Material for this task:

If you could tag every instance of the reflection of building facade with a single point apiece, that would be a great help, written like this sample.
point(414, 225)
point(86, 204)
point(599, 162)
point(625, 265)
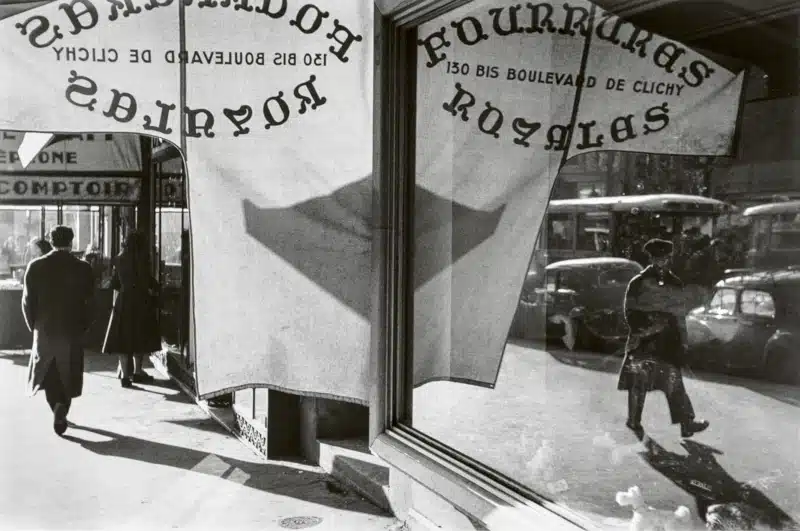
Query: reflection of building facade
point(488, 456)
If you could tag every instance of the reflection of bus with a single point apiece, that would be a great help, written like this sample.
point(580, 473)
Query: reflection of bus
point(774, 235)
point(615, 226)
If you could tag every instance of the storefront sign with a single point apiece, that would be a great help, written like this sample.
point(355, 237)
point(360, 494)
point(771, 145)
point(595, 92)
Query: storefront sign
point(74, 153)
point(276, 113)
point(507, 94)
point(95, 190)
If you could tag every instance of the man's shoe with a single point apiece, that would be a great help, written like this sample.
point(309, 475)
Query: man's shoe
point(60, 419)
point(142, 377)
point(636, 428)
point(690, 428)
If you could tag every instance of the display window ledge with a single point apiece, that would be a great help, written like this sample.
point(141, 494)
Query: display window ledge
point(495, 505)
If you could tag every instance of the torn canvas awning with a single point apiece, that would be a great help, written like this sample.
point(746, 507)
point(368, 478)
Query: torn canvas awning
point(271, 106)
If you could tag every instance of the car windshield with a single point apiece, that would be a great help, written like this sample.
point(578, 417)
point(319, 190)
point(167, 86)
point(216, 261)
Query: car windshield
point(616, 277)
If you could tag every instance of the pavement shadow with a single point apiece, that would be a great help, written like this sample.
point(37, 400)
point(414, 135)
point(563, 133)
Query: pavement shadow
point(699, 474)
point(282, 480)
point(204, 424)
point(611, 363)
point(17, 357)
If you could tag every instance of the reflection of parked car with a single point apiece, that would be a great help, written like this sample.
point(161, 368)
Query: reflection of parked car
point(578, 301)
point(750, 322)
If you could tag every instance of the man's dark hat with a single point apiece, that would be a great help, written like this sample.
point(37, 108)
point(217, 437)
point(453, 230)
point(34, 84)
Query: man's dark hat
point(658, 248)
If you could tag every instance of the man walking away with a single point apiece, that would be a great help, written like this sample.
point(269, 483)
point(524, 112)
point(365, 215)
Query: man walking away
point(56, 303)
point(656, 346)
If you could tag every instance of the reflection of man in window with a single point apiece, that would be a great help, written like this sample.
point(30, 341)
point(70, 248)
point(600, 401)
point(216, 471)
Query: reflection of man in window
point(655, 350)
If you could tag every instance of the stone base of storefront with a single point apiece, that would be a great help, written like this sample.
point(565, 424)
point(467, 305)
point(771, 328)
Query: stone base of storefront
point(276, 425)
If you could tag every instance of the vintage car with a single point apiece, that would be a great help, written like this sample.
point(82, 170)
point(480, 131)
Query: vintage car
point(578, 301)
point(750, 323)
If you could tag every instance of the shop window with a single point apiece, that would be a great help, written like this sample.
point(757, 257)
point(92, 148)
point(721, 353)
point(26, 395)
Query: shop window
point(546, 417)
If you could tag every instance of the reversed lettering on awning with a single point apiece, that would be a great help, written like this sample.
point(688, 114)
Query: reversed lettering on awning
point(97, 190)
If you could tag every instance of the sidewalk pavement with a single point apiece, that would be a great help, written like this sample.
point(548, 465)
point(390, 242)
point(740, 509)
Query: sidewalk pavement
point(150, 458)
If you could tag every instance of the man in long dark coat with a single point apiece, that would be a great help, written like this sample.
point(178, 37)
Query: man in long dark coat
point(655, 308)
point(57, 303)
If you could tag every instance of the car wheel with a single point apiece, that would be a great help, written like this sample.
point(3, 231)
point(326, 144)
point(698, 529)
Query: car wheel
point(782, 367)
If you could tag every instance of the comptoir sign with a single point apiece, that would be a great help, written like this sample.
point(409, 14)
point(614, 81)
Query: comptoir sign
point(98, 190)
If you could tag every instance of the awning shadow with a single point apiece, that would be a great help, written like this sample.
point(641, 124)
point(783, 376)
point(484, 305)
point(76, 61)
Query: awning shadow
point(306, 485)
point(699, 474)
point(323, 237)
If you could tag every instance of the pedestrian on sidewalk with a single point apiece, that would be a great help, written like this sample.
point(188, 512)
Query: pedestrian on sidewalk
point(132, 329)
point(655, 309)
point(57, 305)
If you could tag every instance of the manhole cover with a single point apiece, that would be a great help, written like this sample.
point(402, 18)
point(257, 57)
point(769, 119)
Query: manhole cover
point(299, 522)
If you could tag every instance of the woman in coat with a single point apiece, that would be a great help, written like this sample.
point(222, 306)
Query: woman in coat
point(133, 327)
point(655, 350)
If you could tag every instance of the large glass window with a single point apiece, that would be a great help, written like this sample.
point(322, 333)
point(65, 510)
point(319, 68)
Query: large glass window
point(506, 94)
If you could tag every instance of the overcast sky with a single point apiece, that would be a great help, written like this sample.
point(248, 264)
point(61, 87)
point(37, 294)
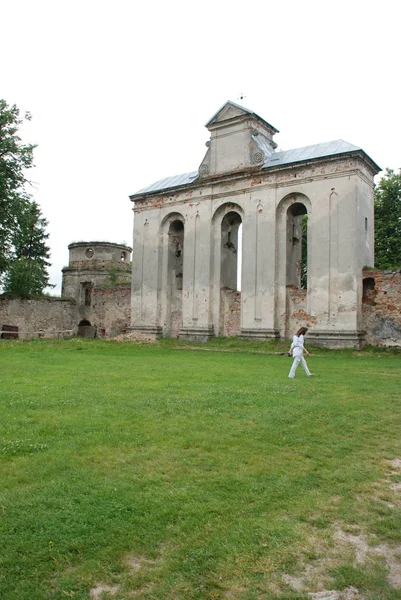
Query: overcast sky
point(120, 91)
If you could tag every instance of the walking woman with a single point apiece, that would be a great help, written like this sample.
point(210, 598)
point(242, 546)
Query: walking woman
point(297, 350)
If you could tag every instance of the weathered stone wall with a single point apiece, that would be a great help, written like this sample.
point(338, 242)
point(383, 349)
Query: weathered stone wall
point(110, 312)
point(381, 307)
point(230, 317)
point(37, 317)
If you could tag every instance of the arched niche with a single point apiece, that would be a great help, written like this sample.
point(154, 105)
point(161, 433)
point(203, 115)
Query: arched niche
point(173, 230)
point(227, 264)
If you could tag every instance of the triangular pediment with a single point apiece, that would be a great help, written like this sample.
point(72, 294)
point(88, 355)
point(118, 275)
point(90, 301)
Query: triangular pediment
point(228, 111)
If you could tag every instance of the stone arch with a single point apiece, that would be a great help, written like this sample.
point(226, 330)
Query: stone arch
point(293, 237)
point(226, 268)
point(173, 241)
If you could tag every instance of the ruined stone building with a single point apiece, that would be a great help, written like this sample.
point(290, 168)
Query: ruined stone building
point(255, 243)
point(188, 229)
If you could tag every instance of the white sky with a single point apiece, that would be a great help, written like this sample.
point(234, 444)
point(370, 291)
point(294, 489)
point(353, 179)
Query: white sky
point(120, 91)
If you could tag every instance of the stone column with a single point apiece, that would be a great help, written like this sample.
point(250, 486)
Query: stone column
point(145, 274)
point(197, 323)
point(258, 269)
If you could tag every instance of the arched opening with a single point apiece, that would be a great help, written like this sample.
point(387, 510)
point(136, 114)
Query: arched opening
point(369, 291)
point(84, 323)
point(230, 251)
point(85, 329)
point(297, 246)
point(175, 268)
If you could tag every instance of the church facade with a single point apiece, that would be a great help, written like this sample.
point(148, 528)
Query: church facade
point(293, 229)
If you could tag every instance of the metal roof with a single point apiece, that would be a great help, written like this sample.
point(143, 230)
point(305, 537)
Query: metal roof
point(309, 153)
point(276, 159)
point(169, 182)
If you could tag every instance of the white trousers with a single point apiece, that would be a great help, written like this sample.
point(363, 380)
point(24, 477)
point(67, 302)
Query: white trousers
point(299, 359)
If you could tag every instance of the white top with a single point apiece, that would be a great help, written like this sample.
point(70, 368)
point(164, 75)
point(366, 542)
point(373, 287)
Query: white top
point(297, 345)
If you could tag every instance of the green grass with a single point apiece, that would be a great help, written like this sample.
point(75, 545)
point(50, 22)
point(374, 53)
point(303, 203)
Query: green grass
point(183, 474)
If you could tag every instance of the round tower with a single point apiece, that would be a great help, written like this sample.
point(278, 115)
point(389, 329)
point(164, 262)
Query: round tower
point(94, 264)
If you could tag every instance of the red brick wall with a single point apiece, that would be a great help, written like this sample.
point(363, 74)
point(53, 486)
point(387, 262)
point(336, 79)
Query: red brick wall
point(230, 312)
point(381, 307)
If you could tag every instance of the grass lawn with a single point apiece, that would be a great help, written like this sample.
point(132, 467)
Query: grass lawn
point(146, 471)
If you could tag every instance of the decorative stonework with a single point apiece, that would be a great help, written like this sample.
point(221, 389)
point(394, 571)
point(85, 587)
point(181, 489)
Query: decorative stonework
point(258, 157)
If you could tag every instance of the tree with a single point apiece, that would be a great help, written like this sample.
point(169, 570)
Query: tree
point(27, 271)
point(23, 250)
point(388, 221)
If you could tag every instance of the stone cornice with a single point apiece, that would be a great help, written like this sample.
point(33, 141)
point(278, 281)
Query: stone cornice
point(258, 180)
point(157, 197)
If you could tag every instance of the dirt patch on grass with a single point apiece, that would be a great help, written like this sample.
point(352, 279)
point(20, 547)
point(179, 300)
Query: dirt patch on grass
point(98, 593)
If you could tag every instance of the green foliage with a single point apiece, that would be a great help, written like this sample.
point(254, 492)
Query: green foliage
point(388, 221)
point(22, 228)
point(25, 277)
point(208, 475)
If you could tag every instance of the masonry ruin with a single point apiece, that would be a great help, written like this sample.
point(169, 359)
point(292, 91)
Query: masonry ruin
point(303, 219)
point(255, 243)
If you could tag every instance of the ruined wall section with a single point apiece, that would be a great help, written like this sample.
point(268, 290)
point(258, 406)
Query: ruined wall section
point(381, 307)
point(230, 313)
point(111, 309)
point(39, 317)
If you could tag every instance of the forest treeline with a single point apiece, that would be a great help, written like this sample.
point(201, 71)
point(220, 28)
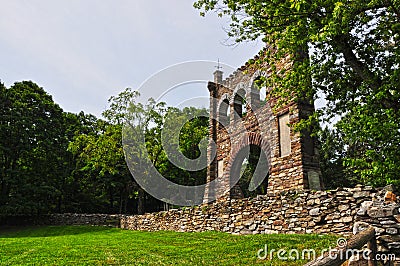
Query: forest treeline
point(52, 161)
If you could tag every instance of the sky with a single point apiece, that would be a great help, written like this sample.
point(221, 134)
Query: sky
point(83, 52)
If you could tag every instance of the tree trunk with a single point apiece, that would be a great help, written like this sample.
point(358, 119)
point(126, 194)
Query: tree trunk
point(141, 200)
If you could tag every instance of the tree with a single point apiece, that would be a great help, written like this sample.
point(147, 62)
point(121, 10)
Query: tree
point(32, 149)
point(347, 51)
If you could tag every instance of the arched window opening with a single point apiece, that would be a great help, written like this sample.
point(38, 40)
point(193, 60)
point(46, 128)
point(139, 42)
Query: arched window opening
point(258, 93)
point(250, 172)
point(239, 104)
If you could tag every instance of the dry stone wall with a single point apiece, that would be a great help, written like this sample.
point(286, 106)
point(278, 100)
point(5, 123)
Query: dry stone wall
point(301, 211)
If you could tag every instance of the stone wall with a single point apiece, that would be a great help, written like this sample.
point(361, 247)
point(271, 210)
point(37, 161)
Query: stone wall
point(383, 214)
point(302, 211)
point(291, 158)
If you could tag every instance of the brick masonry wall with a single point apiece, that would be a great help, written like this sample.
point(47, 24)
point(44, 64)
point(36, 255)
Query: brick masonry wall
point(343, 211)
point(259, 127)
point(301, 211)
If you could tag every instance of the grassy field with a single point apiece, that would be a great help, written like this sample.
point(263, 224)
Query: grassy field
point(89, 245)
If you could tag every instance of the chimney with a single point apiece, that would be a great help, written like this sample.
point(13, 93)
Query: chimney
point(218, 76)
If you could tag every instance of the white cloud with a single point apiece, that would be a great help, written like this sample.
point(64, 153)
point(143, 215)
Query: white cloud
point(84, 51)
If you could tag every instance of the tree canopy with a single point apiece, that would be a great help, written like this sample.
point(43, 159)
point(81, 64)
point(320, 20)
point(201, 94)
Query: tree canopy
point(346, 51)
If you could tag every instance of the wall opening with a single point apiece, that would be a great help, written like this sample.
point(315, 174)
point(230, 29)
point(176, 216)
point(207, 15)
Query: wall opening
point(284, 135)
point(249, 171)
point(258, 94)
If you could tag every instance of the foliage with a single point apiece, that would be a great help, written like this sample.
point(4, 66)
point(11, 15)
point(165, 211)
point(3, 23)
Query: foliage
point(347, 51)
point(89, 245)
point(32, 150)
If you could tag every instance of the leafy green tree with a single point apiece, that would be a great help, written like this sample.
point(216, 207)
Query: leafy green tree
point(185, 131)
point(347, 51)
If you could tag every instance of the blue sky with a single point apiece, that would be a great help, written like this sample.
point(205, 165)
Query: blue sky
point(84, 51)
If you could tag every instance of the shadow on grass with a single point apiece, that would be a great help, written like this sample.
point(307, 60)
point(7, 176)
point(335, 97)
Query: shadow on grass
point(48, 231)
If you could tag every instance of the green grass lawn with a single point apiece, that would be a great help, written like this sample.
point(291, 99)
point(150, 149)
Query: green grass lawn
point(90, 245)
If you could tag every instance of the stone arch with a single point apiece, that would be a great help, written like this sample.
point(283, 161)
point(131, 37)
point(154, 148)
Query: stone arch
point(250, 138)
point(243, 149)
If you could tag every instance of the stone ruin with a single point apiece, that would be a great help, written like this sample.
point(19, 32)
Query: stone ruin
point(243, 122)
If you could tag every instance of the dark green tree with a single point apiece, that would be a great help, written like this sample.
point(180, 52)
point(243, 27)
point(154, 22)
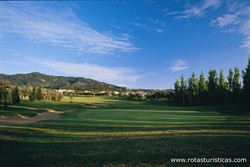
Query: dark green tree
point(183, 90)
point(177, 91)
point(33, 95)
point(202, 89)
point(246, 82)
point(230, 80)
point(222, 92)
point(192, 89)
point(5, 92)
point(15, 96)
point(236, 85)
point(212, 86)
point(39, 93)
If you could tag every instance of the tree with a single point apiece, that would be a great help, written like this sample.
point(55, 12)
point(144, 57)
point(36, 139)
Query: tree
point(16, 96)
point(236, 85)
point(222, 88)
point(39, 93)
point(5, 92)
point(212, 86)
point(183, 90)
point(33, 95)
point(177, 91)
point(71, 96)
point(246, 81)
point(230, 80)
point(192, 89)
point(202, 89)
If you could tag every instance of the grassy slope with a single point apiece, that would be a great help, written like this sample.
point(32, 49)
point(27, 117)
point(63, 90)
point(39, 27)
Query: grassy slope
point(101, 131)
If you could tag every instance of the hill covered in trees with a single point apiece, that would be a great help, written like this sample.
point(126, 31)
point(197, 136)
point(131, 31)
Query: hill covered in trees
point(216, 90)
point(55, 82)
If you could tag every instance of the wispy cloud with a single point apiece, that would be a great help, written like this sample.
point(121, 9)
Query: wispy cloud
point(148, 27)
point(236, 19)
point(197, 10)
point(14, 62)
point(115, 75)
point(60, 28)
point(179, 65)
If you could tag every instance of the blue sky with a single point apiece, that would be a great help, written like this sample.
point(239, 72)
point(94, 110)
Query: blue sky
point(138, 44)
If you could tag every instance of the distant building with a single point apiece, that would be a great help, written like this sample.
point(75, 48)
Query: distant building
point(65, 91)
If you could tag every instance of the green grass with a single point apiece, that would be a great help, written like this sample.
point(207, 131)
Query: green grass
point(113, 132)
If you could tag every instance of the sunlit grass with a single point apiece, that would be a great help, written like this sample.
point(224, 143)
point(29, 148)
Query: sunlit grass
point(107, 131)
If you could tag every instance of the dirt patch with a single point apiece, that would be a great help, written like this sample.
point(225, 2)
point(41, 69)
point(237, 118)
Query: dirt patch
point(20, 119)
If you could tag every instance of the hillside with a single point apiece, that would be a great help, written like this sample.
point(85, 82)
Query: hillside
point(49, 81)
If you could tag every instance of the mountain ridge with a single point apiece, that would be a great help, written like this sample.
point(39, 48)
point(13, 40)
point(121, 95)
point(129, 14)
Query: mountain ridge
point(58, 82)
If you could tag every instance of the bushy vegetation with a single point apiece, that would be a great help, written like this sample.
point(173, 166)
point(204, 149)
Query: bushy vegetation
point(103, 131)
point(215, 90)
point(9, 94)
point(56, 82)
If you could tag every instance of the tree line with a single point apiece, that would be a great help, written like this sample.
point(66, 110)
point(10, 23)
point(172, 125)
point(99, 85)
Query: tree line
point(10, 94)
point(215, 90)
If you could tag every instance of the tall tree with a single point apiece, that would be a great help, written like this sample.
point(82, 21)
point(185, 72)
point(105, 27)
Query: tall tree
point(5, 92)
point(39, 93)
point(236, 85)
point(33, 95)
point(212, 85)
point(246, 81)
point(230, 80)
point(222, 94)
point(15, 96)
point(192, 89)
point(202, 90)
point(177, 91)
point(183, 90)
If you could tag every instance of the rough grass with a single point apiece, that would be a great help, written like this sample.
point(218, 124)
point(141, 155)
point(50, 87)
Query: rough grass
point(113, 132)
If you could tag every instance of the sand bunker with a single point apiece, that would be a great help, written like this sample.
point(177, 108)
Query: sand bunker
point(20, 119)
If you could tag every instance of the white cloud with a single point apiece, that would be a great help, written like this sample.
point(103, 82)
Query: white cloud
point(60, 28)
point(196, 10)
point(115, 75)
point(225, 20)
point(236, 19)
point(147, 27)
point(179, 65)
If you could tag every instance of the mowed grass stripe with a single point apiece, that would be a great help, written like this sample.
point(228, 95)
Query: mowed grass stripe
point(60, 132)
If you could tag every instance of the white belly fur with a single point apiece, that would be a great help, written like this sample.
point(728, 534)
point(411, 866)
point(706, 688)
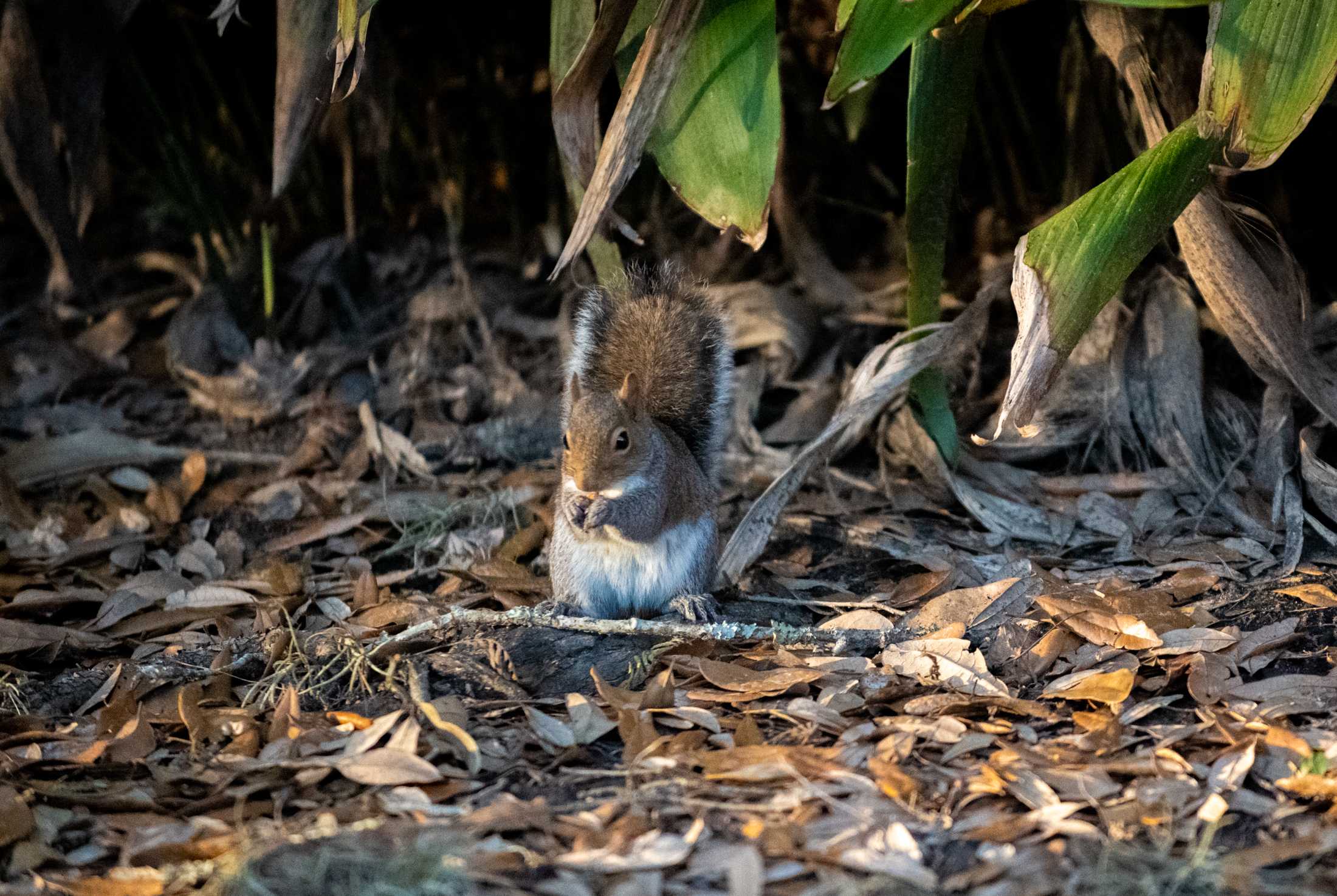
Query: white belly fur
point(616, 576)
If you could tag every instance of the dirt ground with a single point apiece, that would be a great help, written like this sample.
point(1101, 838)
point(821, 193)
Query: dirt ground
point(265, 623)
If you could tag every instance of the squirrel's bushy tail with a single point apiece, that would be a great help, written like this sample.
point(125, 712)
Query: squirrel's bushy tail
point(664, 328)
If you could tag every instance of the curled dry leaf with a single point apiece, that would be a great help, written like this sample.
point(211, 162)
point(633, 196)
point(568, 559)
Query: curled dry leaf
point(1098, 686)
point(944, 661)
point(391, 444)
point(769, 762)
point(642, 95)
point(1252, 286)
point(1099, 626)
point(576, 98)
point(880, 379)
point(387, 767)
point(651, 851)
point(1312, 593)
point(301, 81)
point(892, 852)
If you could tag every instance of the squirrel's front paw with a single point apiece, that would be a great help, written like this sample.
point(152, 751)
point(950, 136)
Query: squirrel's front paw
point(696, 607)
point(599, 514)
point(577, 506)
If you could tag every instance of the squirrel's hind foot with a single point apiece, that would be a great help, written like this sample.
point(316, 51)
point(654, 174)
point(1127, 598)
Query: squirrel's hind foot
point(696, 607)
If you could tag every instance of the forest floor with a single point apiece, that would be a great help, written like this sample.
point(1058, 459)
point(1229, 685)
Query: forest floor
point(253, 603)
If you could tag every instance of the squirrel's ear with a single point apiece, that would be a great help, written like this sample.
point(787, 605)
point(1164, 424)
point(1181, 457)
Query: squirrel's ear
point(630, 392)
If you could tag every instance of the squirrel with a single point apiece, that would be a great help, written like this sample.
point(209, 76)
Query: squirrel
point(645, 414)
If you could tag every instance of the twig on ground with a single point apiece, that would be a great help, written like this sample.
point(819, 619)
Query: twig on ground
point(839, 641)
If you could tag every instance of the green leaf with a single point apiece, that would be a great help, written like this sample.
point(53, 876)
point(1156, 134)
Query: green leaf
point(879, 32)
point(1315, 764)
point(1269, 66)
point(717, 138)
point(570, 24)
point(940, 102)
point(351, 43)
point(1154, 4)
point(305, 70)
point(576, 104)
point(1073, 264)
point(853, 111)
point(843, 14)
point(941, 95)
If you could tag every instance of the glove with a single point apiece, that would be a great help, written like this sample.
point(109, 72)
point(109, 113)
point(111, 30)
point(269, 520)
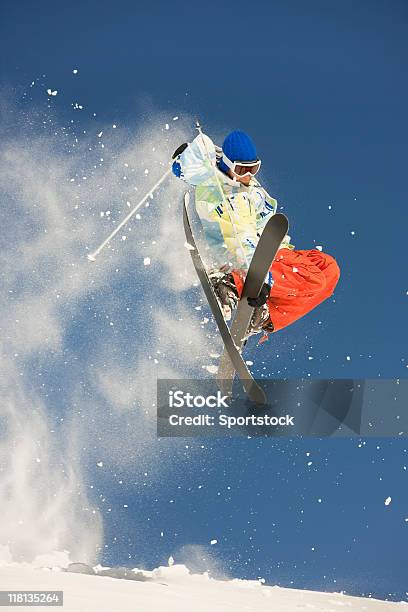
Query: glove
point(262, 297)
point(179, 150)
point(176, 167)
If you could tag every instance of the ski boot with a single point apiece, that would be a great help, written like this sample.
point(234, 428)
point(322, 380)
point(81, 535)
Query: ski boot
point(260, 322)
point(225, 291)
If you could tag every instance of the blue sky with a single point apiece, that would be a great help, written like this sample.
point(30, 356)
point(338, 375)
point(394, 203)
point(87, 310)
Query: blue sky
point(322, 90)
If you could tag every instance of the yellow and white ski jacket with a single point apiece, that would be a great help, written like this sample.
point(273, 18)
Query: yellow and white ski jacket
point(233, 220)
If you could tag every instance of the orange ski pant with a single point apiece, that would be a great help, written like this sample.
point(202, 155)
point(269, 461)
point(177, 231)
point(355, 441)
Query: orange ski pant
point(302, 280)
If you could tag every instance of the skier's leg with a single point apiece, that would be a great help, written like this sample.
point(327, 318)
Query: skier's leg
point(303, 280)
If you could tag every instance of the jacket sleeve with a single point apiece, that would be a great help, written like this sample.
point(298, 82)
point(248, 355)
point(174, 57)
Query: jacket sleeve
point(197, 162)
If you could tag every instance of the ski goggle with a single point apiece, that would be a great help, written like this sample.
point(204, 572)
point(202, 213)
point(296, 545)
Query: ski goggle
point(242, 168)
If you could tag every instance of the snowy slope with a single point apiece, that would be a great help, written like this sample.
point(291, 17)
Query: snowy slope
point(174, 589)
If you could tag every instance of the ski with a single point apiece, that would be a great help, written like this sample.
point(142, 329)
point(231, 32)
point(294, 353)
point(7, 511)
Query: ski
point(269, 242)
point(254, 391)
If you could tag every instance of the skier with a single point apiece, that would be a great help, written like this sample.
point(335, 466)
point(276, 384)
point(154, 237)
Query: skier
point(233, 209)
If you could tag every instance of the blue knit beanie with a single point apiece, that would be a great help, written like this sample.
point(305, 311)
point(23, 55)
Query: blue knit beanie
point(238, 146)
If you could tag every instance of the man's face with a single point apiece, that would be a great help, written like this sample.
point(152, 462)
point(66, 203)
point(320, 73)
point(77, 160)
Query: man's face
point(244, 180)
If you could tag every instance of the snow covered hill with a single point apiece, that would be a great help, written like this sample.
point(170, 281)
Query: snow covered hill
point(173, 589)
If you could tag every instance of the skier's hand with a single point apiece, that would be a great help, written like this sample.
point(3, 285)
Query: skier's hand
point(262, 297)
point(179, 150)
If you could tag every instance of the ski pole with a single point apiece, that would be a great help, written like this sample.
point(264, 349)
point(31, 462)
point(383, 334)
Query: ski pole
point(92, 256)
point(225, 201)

Task: Reproduce verbatim the lines of the material above, beginning with its first line and ending with the line that contains "If you could tag every instance of the reflection of bus"; skip pictures.

Reply to the exercise:
If you could tag every instance of the reflection of building facade with a single point apiece, that would be a great help, written like this sample.
point(414, 225)
point(86, 204)
point(599, 162)
point(625, 265)
Query: reflection of building facade
point(488, 456)
If you could tag every instance of the reflection of bus with a single point apiece, that would be a great help, written like this sample.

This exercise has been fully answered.